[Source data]
----------

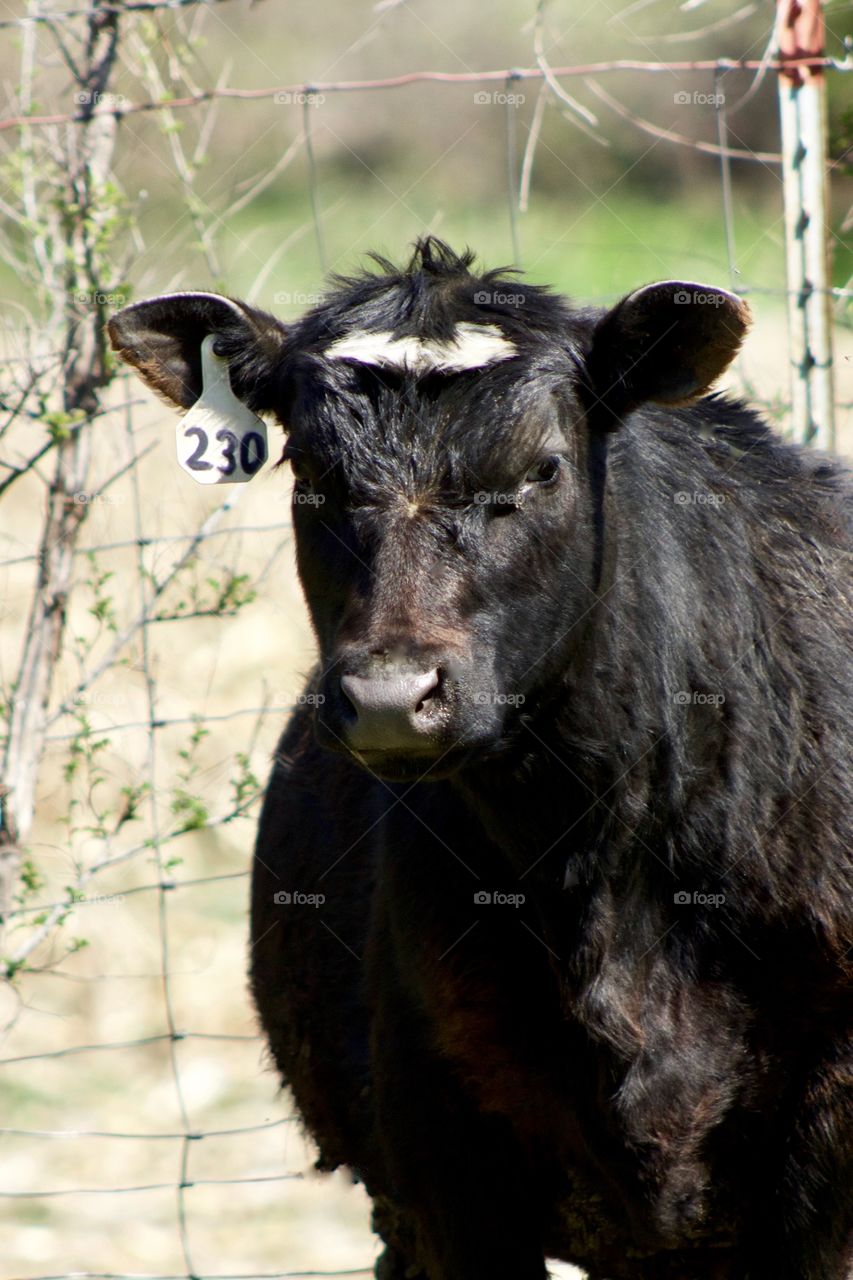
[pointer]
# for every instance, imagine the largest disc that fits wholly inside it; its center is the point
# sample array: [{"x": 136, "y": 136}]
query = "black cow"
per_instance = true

----------

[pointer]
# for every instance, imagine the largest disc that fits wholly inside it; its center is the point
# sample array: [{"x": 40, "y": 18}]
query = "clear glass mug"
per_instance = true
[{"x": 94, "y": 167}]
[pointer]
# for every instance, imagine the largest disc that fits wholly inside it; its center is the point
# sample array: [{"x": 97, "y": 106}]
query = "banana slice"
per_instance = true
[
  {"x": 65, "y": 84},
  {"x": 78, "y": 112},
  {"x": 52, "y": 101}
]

----------

Description of the task:
Show every line in the listing that contains the word "sample".

Problem solution:
# sample array: [{"x": 136, "y": 136}]
# sample array: [{"x": 40, "y": 18}]
# sample array: [{"x": 97, "y": 106}]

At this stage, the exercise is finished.